### Natural language region descriptions:

-- Opening Marker --

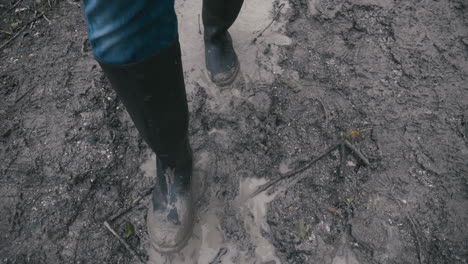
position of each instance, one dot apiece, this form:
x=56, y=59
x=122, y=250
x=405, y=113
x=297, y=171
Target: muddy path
x=390, y=77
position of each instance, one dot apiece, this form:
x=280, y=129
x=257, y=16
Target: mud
x=389, y=76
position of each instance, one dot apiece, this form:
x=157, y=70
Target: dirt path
x=389, y=76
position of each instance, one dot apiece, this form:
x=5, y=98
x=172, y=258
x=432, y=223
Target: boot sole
x=182, y=243
x=228, y=81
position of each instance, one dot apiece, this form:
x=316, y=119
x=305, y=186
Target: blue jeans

-- Closing Marker --

The data above should be repeated exactly, minus any pictures.

position of each instance, one dot apiece, this form:
x=56, y=59
x=122, y=250
x=405, y=113
x=297, y=171
Target: muddy path
x=390, y=77
position of each instance, one dot apiece, this form:
x=280, y=129
x=257, y=16
Target: mud
x=389, y=76
position of each instance, one dot apiece, this form:
x=157, y=70
Target: dirt path
x=389, y=76
position of each instance, one dot apiece, this form:
x=5, y=98
x=172, y=258
x=432, y=223
Target: boot sole
x=182, y=243
x=228, y=81
position of each instance, one dot apiece, this form:
x=316, y=119
x=305, y=186
Target: blue jeans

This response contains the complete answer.